● **DOCUMENT EXCERPT**:
-----

Well, yes, indeed. Again, dude– the CDC? Their recommendations? The medical side of a medical issue? Look, a lot of people are uncomfortable with forcible surgical alteration of newborns. As an atheist, I am not a big fan of religious practices being forced on children of any sort; it’s just that, as I don’t believe baptism, etc., actually do anything, I’m not all that ginned up about them. The point is that I don’t know anyone who literally believes that parents should not have the legal right to have their children circumcised. I do know that a lot more parents will do so out of an appeal to medical benefits if the CDC recommends it, even though, as I have argued the medical benefits appear negligible outside of sub-Saharan Africa. No one is forcing anything on parents. We are participating in a conversation and attempting to bring issues to light that parents without religious impetus to circumcise their children might want to consider. Confusing and conflating recommendations with enforcement, and culture with medicine, is unhelpful and unfair.
Steinglass: “In any case, this doesn’t have much to do with anything, because we’re talking about a medical recommendation.”
But… you just said… I… you were just arguing… he….
6. Assert! Assert as if your life depended on it!
Steinglass: “But the main point is that if the guy who wrote the email were circumcised, he wouldn’t have written the email.”
Oh! Well then! You’re right, nothing to see here. I’m sure “my dick” guy will be pleased to know that. If he asks what evidence you offer for that wild claim, I’ll tell him to put a sock in it.
Steinglass: “There may be some vanishingly small number of guys who are upset about the fact that their parents circumcised them.”
I’m gonna go ahead and guess that Matt Steinglass has not been out in the field taking some sort of foreskin census.
7. Beg the question as if that shit is going out of style.
Steinglass: “It’s a weird thing to be upset about. The whole issue of treating this as some kind of mutilation of a rights-endowed human being who should be allowed to decide for himself seems to me like an insane metastasis of the American fixation with individual rights-based ideology.”
You see, folks, it’s a weird thing to be upset about, so no one should be upset about it.
8. Pick an abusive, provoking title.
Steinglass: “The Foreskin Police”

-----

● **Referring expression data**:
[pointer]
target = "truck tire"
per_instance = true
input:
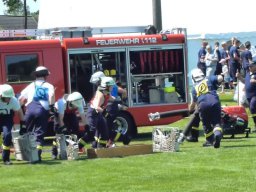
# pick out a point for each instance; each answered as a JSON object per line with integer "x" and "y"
{"x": 127, "y": 123}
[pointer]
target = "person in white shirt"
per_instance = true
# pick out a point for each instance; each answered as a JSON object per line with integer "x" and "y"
{"x": 39, "y": 96}
{"x": 211, "y": 60}
{"x": 8, "y": 106}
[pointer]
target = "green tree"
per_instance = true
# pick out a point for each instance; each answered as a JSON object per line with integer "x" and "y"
{"x": 18, "y": 7}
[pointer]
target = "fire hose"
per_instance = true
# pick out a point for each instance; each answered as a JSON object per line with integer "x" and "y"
{"x": 186, "y": 130}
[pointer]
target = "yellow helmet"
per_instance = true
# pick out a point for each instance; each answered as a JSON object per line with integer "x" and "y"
{"x": 6, "y": 91}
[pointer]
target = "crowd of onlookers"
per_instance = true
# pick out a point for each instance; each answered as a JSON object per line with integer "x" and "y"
{"x": 226, "y": 58}
{"x": 236, "y": 62}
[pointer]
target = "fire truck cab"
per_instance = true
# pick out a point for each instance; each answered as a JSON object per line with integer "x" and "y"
{"x": 151, "y": 67}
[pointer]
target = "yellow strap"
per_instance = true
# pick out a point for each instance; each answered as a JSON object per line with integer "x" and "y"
{"x": 117, "y": 136}
{"x": 217, "y": 129}
{"x": 202, "y": 88}
{"x": 100, "y": 141}
{"x": 208, "y": 134}
{"x": 6, "y": 147}
{"x": 195, "y": 128}
{"x": 81, "y": 141}
{"x": 112, "y": 72}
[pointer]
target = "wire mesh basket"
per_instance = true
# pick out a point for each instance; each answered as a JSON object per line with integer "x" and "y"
{"x": 165, "y": 139}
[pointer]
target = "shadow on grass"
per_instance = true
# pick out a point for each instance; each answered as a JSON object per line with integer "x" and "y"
{"x": 143, "y": 137}
{"x": 234, "y": 146}
{"x": 43, "y": 162}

-----

● **TASKS**:
1) In the circumcision commentary, outside of which region does the writer say the medical benefits appear negligible?
2) Write the next part of the circumcision commentary, picking up after the title Steinglass chose.

● **TASK-BY-TASK ANSWERS**:
1) Sub-Saharan Africa.

2)
Yes, that’s right; a couple of emails to Andrew Sullivan and a few respectfully questioning blog posts represent “the foreskin police”. Lord knows, there’s no lobby more powerful or pernicious than the vast anti-circumcision network who secretly pull the strings of the world’s political and medical apparatus. Why, they’re so successful, they’ve reduced the portion of American men who have been circumcised to only three quarters of American men! Truly, this juggernaut must be stopped.
9. Let your sense of grievance and certitude be in inverse proportion to your knowledge on the issue.
Steinglass: “the most amusing and hysterical reaction to the news that the CDC may recommend circumcision”, etc.
Look, this dude clearly hasn’t read the studies he briefly alludes to; he clearly hasn’t attempted to put them in an international or statistical context; he clearly hasn’t engaged the more powerful counter-arguments; he’s done no homework. I imagine that he read the post on the Daily Dish and let fly. This, sadly, is the Internet. I’m no expert and I have tried not to make myself out to be one. You can read my two posts on the issue and decide for yourself. What I have done is to read as much of the studies in question as I have had available to me online; read synopses when I can’t; looked at as much statistical information as I can; read a book by an eminently credentialed epidemiologist on the issue of HIV prevalence and risk factors; considered the best arguments I can find, pro or con; and presented all of my data and links to readers so they can evaluate my arguments for themselves. I’m sure I haven’t done a particularly great job. But I think I’ve made a structurally sound argument. And seriously, this is the weakest brew I’ve come across in some time.
Young bloggers, Matt Steinglass has done you a service, and you must not allow his efforts to go to waste. Print out his post, display it prominently, and learn.